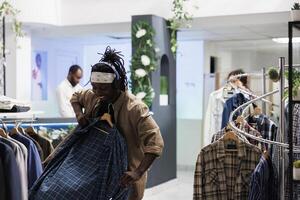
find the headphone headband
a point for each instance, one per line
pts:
(112, 67)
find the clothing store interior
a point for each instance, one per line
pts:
(154, 100)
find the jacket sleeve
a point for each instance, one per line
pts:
(198, 179)
(147, 130)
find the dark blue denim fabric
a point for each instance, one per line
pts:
(87, 166)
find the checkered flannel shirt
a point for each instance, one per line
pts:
(224, 175)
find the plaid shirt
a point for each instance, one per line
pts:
(264, 181)
(224, 175)
(266, 127)
(88, 165)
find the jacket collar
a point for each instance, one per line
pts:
(117, 105)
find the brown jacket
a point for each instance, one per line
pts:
(133, 120)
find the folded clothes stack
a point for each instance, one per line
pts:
(8, 104)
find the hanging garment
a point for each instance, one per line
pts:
(264, 181)
(34, 163)
(134, 121)
(296, 141)
(21, 164)
(12, 186)
(213, 115)
(88, 165)
(44, 143)
(221, 133)
(24, 152)
(225, 175)
(3, 189)
(266, 127)
(230, 105)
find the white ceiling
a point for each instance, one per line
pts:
(240, 29)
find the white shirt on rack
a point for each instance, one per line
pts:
(64, 93)
(213, 115)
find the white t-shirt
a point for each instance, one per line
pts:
(64, 94)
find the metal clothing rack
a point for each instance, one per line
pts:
(283, 146)
(292, 102)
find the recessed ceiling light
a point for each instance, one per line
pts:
(286, 40)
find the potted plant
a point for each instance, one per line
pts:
(295, 12)
(296, 170)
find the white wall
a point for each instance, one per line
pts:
(61, 55)
(39, 11)
(189, 101)
(77, 12)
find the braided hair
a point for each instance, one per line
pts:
(114, 58)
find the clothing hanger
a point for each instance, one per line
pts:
(257, 111)
(30, 130)
(231, 140)
(266, 154)
(107, 117)
(21, 130)
(3, 133)
(15, 129)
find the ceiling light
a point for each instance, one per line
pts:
(286, 40)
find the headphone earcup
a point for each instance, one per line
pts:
(116, 84)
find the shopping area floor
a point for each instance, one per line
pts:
(178, 189)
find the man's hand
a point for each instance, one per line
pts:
(130, 177)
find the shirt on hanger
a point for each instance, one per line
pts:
(264, 181)
(230, 105)
(213, 115)
(44, 143)
(266, 127)
(224, 175)
(134, 121)
(37, 145)
(88, 165)
(24, 152)
(34, 163)
(3, 188)
(21, 163)
(64, 93)
(12, 174)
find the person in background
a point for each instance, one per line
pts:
(66, 89)
(131, 116)
(241, 82)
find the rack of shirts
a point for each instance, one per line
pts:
(216, 162)
(223, 101)
(21, 154)
(232, 167)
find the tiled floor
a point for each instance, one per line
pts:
(178, 189)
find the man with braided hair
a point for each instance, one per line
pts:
(130, 115)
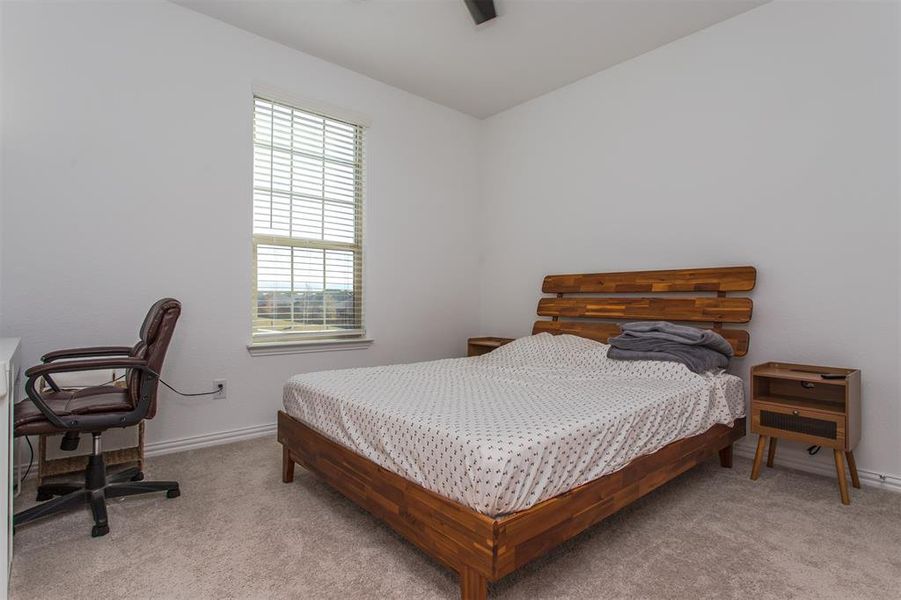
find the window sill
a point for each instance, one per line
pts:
(270, 348)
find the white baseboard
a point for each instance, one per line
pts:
(868, 478)
(209, 439)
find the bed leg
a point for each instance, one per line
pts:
(287, 466)
(726, 457)
(473, 585)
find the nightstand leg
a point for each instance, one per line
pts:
(852, 467)
(726, 457)
(758, 457)
(840, 472)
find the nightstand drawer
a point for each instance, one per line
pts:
(810, 426)
(483, 345)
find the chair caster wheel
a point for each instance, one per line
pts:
(99, 530)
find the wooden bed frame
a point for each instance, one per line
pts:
(483, 549)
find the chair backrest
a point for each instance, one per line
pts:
(155, 335)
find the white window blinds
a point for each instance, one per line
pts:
(307, 225)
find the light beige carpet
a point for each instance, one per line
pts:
(238, 532)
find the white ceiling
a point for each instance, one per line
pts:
(432, 48)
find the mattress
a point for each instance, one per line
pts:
(503, 431)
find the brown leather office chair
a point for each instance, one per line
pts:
(94, 410)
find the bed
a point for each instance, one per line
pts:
(488, 462)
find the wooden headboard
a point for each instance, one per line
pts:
(595, 317)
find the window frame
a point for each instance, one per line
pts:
(291, 342)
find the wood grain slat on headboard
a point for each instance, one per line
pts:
(722, 310)
(601, 332)
(577, 314)
(717, 279)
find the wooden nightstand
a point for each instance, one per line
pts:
(809, 404)
(483, 345)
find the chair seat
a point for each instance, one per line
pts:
(102, 399)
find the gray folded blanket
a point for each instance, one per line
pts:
(700, 350)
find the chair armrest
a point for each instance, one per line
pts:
(85, 365)
(45, 370)
(87, 352)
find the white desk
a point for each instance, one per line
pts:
(9, 376)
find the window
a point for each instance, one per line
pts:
(307, 225)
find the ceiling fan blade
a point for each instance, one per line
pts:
(481, 10)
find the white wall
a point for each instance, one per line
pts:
(127, 178)
(770, 139)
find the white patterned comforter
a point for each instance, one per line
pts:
(504, 431)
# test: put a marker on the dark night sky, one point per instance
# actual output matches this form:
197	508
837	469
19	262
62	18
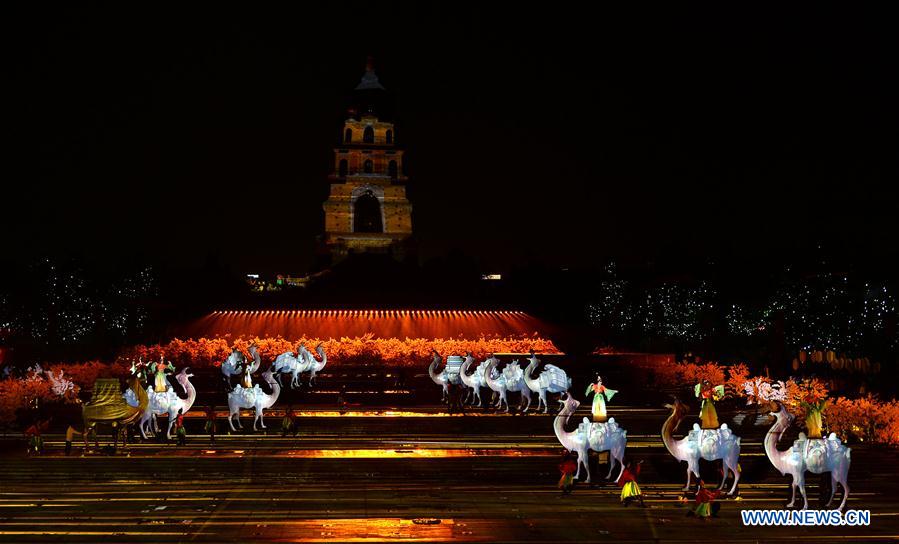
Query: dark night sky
541	133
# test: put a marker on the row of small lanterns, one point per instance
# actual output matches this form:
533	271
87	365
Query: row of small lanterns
858	364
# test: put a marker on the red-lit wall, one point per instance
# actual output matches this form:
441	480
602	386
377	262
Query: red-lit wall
351	323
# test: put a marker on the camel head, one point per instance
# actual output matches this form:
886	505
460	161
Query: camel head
678	409
569	402
183	376
784	417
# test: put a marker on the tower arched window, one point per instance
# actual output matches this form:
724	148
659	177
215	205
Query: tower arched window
392	170
367	214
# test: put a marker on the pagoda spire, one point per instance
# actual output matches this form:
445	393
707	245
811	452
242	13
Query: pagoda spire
369	79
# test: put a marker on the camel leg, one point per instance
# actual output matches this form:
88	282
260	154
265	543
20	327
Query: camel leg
583	457
842	476
735	468
833	489
232	415
141	424
802	490
689	474
611	465
845	483
793	499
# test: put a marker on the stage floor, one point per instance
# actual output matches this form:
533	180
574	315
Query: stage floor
415	477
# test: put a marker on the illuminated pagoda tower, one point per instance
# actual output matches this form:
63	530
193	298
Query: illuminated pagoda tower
367	210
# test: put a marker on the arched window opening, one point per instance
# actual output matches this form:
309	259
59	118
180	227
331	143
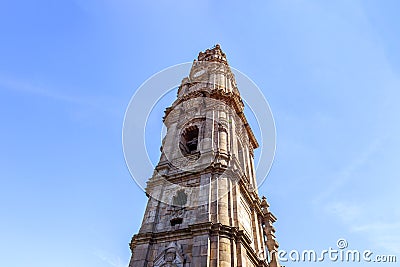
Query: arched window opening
189	140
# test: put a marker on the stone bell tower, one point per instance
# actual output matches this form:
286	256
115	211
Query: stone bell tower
203	207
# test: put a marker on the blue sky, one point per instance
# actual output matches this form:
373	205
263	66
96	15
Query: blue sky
329	70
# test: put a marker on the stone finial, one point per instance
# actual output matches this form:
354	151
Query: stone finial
214	54
269	231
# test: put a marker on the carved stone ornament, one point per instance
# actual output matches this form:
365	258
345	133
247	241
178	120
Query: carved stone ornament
170	257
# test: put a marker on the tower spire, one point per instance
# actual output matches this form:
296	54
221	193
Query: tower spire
203	207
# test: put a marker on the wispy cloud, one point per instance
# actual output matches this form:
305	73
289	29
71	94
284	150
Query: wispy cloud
111	260
94	102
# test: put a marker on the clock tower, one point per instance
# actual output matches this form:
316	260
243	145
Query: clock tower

----------------

> **EXERCISE BRIEF**: Could you reproduce all of the material exactly? Keep the pictures out of it.

> **WRITTEN RESPONSE**:
find the headphone headband
a point for each instance, one per line
pts:
(112, 67)
find the clothing store interior
a point for each instance, one per line
pts:
(154, 100)
find the jacket sleeve
a point for each instance, one per line
pts:
(198, 179)
(147, 130)
find the dark blue denim fabric
a point for each instance, one per line
pts:
(87, 166)
find the checkered flannel shirt
a point for each instance, one per line
pts:
(224, 175)
find the plaid shirt
a point for each instance, one per line
pts:
(264, 181)
(224, 175)
(266, 127)
(88, 165)
find the jacket collar
a point for each instance, one per line
pts:
(117, 105)
find the brown jacket
a point for each instance, one per line
pts:
(133, 120)
find the folded clothes stack
a point for each instance, one per line
pts:
(8, 104)
find the hanging garment
a point for each instance, one per line
pts:
(264, 181)
(34, 163)
(134, 121)
(296, 141)
(21, 164)
(12, 186)
(213, 115)
(88, 165)
(44, 143)
(221, 133)
(24, 152)
(225, 175)
(3, 189)
(266, 127)
(230, 105)
find the white ceiling
a point for each instance, one per line
pts:
(240, 29)
find the white shirt on rack
a point for each instance, one per line
pts:
(64, 93)
(213, 115)
find the white t-shirt
a point for each instance, one per line
pts:
(64, 94)
find the metal clothing rack
a point for each instance, one per line
pts:
(283, 146)
(292, 102)
find the recessed ceiling light
a point for each instance, one per line
pts:
(286, 40)
find the potted plant
a point for each instance, one per line
pts:
(295, 12)
(296, 170)
find the white wall
a point for each instance, one per line
pts:
(61, 55)
(39, 11)
(189, 101)
(77, 12)
find the braided hair
a point for each instance, one per line
pts:
(114, 58)
find the clothing hanger
a point for each instance, one per line
pts:
(257, 111)
(30, 130)
(231, 140)
(266, 154)
(107, 117)
(21, 130)
(3, 133)
(15, 129)
find the ceiling light
a point for each instance, one per line
pts:
(286, 40)
find the headphone earcup
a point for each instance, one per line
pts:
(116, 84)
find the shopping area floor
a point for each instance, one per line
pts:
(178, 189)
find the man's hand
a point for each instance, one per line
pts:
(130, 177)
find the shirt on hanger
a point for each instance, one per line
pts:
(264, 181)
(230, 105)
(213, 115)
(44, 143)
(266, 127)
(224, 175)
(134, 121)
(37, 145)
(88, 165)
(24, 152)
(34, 163)
(3, 188)
(21, 163)
(64, 93)
(12, 174)
find the person in background
a point for each instance, one per line
pts:
(66, 89)
(131, 116)
(241, 82)
find the rack of shirts
a point for each instance, one per line
pts:
(216, 162)
(223, 101)
(21, 154)
(232, 167)
find the tiled floor
a point for each instance, one per line
pts:
(178, 189)
find the man with braided hair
a point for each instance, one per line
pts:
(130, 115)
find the window sill
a point for each instance, one per line
pts:
(270, 348)
find the white baseboard
a point for each instance, one per line
pts:
(868, 478)
(209, 439)
find the bed leg
a point for each instance, one per line
pts:
(287, 466)
(726, 457)
(473, 585)
find the nightstand leg
a point for each instance, one per line
pts:
(852, 467)
(726, 457)
(758, 457)
(840, 472)
find the nightstand drawer
a point for each instance, one per line
pts:
(810, 426)
(483, 345)
find the chair caster wheel
a point for each instance, one per line
pts:
(99, 530)
find the wooden bed frame
a point for each instance, one per line
pts:
(483, 549)
find the chair backrest
a point for each instance, one per line
pts:
(155, 335)
find the white window blinds
a point for each instance, one per line
pts:
(307, 225)
find the light beige carpet
a point for each instance, one per line
pts:
(238, 532)
find the white ceiling
a point for each instance, one per line
pts:
(432, 48)
find the mattress
a point for each instance, one per line
pts:
(503, 431)
find the brown leather office chair
a point for each instance, one per line
pts:
(94, 410)
find the bed
a point for each instance, one per line
pts:
(488, 462)
find the wooden headboard
a point for each instance, one per line
pts:
(595, 317)
find the window frame
a point for each instance, one per line
pts:
(291, 342)
find the wood grain slat on headboard
a point for each instance, one per line
pts:
(722, 310)
(601, 332)
(577, 314)
(717, 279)
find the wooden nightstand
a point for each instance, one per line
pts:
(809, 404)
(483, 345)
find the chair seat
a point for each instance, one per line
pts:
(102, 399)
find the gray folded blanket
a point for each instance, one per line
pts:
(700, 350)
find the chair armrest
a point for each instance, one per line
pts:
(85, 365)
(45, 370)
(87, 352)
find the white desk
a point for each instance, one per line
pts:
(9, 376)
find the window
a point for each instance, one per line
pts:
(307, 225)
find the ceiling fan blade
a point for each instance, one per line
pts:
(481, 10)
find the white wall
a point for each instance, one per line
pts:
(127, 178)
(770, 139)
find the white patterned comforter
a point for each instance, one per line
pts:
(504, 431)
# test: put a marker on the dark night sky, one point per instance
# actual output matches this form:
197	508
837	469
19	262
62	18
Query: dark night sky
541	133
# test: put a marker on the row of small lanterns, one point per instance
# actual output matches this form:
533	271
87	365
Query: row of small lanterns
858	364
# test: put a marker on the red-lit wall, one point per instance
# actual output matches this form:
441	480
602	386
377	262
Query: red-lit wall
351	323
# test: put a marker on the camel head, one point per instance
# actual output matches this form:
886	505
460	161
Query: camel head
678	409
569	402
183	376
784	417
# test: put a marker on the tower arched window, one point per instance
# actual output matches this form:
724	148
659	177
215	205
Query: tower arched window
392	170
367	214
# test: put a marker on the pagoda spire, one point per instance
# actual output matches this form:
445	393
707	245
811	452
242	13
Query: pagoda spire
369	79
# test: put a marker on the camel leg, one point per instance
# actual output matches this form:
88	282
260	154
265	543
20	327
Query: camel leg
583	457
842	476
735	468
833	489
232	415
141	424
802	490
689	474
611	465
845	483
793	499
# test: put a marker on the stage floor, one point per instance
# actual output matches this form:
533	180
574	315
Query: stage floor
415	477
# test: put a marker on the illuminated pagoda tower, one point per instance
# actual output matches this form:
63	530
193	298
Query: illuminated pagoda tower
367	210
# test: put a marker on the arched window opening, one point per instance
# actual output matches this form:
309	259
59	118
180	227
331	143
Query: arched window opening
189	140
# test: put a marker on the stone bell tower, one point per instance
# actual output matches this form:
286	256
115	211
Query: stone bell tower
203	207
# test: put a marker on the blue sky, one point per instance
# actual output matches this form:
373	205
263	66
96	15
Query: blue sky
329	70
# test: put a marker on the stone finial, one point per instance
# actual output matches this form:
354	151
Query: stone finial
214	54
269	231
# test: put a marker on the carved stone ornament, one point per instance
# actual output matches this form:
365	258
345	133
247	241
178	120
Query: carved stone ornament
170	257
# test: put a marker on the tower spire, one point per instance
# actual output matches this form:
296	54
221	193
Query: tower spire
203	207
# test: put a marker on the wispy cloud, one point per instance
# actual output matches this form:
305	73
289	29
71	94
284	150
Query: wispy cloud
111	260
94	102
# test: put a marker on the clock tower, one point per instance
# actual output matches this form:
316	260
243	145
Query: clock tower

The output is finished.